### PROBLEM DETAILS:
Please rewrite everything from the start of the records down to the line containing "x=333, y=141", substituting "pendant light" for "ceiling fan" and keeping all else unchanged. Leave the pictures out.

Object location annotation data
○ ○ ○

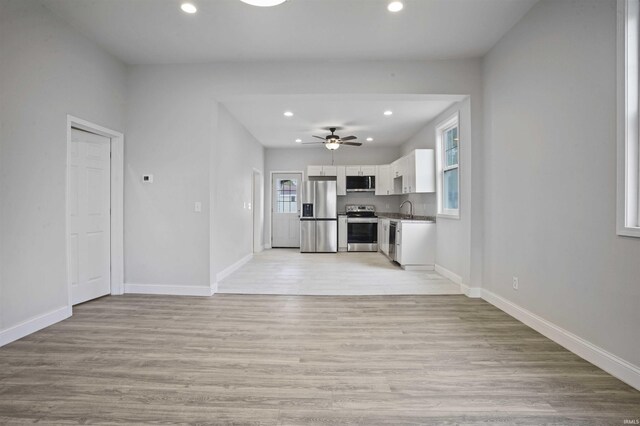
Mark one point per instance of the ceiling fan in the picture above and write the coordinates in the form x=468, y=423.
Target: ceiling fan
x=333, y=141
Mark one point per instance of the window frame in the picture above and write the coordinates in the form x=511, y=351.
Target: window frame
x=441, y=129
x=628, y=129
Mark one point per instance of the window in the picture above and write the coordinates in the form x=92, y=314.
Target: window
x=448, y=163
x=286, y=197
x=628, y=208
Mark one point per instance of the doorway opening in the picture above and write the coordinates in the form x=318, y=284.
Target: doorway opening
x=94, y=209
x=285, y=209
x=257, y=195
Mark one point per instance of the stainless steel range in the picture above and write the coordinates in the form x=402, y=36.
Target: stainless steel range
x=362, y=228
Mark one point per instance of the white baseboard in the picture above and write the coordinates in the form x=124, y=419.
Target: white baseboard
x=472, y=292
x=231, y=269
x=468, y=291
x=174, y=290
x=448, y=274
x=417, y=267
x=34, y=324
x=609, y=362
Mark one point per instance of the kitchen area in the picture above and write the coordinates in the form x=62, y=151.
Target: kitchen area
x=330, y=221
x=360, y=234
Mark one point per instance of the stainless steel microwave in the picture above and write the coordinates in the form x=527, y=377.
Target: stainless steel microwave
x=361, y=183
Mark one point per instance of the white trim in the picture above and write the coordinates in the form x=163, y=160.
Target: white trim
x=473, y=292
x=607, y=361
x=231, y=269
x=628, y=132
x=173, y=290
x=448, y=274
x=117, y=201
x=257, y=193
x=448, y=216
x=34, y=324
x=418, y=267
x=269, y=242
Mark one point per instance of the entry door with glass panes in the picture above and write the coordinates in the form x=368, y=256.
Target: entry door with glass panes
x=285, y=212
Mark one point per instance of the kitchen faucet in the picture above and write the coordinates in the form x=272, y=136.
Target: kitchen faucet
x=410, y=208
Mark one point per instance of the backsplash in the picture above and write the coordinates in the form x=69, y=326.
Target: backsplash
x=423, y=204
x=385, y=203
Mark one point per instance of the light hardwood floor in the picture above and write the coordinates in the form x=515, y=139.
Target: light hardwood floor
x=302, y=360
x=287, y=271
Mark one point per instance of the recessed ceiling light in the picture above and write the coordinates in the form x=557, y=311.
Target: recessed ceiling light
x=263, y=3
x=395, y=6
x=188, y=8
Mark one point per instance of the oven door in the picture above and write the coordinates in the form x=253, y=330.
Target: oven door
x=361, y=183
x=362, y=234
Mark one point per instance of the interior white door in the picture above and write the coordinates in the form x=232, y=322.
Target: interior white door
x=89, y=216
x=258, y=211
x=285, y=212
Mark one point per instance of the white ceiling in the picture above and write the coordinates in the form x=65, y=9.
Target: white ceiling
x=358, y=115
x=157, y=31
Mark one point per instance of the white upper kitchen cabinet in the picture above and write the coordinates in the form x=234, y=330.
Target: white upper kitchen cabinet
x=397, y=168
x=416, y=244
x=360, y=170
x=341, y=181
x=322, y=171
x=420, y=175
x=329, y=171
x=314, y=171
x=384, y=183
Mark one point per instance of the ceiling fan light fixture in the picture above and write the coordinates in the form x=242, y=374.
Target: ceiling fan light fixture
x=332, y=145
x=188, y=7
x=263, y=3
x=395, y=6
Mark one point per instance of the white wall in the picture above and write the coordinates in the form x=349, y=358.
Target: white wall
x=238, y=154
x=550, y=139
x=161, y=93
x=170, y=133
x=297, y=159
x=453, y=248
x=47, y=71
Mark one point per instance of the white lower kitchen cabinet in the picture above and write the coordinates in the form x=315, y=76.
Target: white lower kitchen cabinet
x=342, y=233
x=416, y=244
x=383, y=236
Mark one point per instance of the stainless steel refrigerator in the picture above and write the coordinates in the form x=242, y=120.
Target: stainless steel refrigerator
x=319, y=218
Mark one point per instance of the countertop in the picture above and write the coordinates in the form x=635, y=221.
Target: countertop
x=401, y=216
x=405, y=217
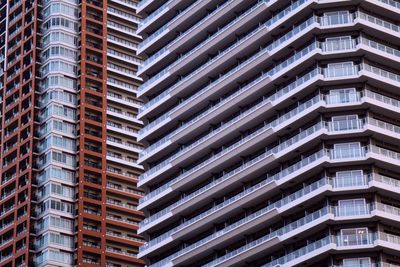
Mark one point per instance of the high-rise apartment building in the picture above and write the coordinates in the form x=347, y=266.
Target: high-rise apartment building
x=68, y=191
x=271, y=131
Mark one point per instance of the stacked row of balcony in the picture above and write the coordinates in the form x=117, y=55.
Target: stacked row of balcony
x=264, y=131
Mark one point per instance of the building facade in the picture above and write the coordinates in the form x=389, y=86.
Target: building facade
x=69, y=149
x=272, y=132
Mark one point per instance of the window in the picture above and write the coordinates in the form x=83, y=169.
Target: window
x=346, y=95
x=354, y=237
x=349, y=178
x=347, y=150
x=341, y=69
x=352, y=207
x=337, y=17
x=357, y=262
x=338, y=43
x=343, y=123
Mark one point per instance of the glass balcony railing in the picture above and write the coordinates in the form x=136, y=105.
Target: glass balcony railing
x=391, y=3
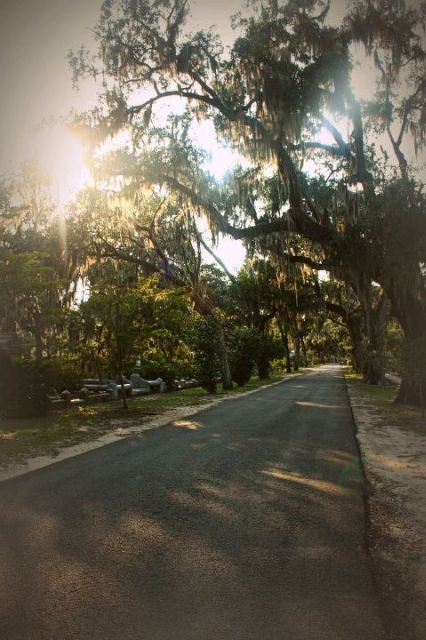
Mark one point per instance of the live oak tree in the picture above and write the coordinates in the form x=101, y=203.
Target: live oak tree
x=286, y=79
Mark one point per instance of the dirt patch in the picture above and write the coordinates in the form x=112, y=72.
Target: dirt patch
x=394, y=459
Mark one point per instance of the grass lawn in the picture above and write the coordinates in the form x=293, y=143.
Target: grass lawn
x=21, y=439
x=381, y=400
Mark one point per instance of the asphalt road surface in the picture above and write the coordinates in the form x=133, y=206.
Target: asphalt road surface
x=245, y=522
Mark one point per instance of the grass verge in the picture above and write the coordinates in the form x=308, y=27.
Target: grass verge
x=381, y=400
x=21, y=439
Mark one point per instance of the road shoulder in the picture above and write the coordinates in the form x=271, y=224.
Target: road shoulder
x=125, y=429
x=394, y=460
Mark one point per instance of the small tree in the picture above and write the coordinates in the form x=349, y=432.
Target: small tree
x=205, y=344
x=243, y=353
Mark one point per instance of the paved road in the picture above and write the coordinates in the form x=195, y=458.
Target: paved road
x=243, y=523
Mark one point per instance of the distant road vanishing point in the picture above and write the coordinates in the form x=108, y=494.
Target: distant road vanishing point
x=244, y=522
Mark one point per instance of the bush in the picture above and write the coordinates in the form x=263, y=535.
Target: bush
x=204, y=340
x=60, y=375
x=23, y=389
x=244, y=349
x=268, y=348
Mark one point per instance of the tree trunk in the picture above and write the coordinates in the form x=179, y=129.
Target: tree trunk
x=284, y=338
x=408, y=301
x=226, y=369
x=38, y=338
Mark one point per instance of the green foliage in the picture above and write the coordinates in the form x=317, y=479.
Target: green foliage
x=243, y=352
x=204, y=340
x=168, y=371
x=23, y=389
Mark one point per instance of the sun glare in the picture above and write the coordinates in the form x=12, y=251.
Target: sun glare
x=60, y=156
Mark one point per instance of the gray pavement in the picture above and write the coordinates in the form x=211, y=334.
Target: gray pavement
x=245, y=521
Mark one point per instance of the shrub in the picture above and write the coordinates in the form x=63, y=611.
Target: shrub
x=244, y=348
x=204, y=340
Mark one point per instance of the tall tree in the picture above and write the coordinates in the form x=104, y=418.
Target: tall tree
x=271, y=97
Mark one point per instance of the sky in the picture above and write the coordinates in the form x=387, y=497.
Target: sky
x=35, y=79
x=36, y=84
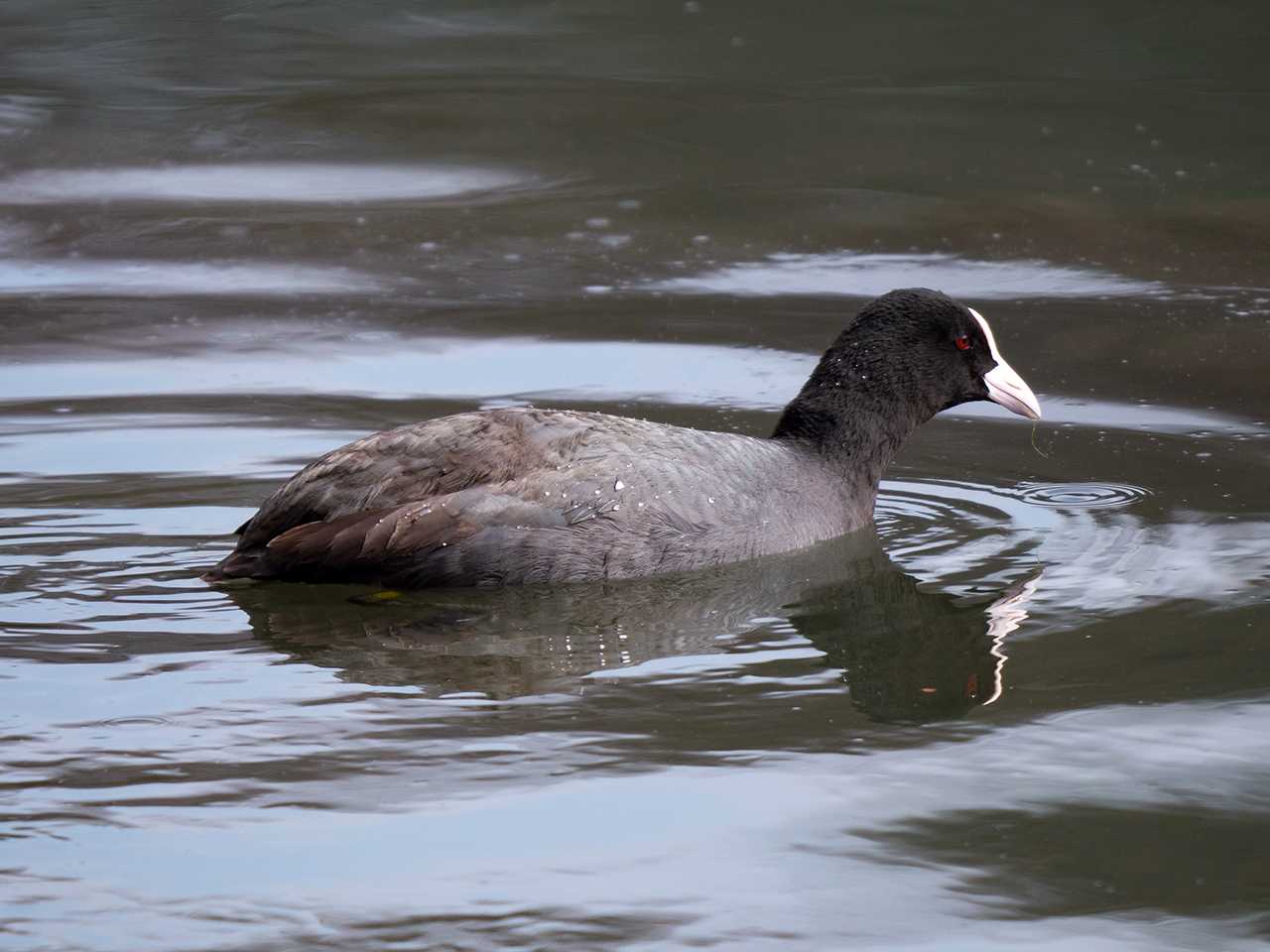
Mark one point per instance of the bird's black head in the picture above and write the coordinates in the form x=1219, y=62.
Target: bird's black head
x=907, y=356
x=933, y=352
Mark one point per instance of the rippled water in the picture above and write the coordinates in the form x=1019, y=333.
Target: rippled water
x=1032, y=711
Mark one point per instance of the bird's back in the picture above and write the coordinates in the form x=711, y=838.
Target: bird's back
x=522, y=495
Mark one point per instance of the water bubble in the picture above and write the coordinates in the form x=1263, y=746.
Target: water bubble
x=1083, y=495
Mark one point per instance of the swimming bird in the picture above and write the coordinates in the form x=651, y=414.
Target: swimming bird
x=530, y=495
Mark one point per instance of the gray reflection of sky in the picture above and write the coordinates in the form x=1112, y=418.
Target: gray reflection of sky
x=309, y=182
x=556, y=370
x=728, y=849
x=869, y=275
x=148, y=448
x=94, y=278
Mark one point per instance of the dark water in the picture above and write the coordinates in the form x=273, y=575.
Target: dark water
x=1034, y=711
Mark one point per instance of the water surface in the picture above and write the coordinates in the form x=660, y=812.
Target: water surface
x=1032, y=711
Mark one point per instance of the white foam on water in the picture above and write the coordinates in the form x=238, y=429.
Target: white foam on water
x=295, y=182
x=114, y=278
x=855, y=275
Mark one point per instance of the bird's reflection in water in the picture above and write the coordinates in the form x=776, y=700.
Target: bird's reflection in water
x=907, y=655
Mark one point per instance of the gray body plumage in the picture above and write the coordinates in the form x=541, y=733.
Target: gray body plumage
x=525, y=495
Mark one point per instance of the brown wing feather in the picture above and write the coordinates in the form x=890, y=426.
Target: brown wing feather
x=366, y=543
x=417, y=462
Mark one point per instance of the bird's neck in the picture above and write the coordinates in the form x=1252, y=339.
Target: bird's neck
x=853, y=421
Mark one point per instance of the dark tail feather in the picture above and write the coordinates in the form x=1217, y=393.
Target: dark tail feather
x=246, y=563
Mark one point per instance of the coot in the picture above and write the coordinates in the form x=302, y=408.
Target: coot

○ ○ ○

### SOLUTION TO THE EXERCISE:
Mark one point per instance of the pendant light in the picture above and write the coordinates in the form x=468, y=423.
Target: pendant light
x=333, y=141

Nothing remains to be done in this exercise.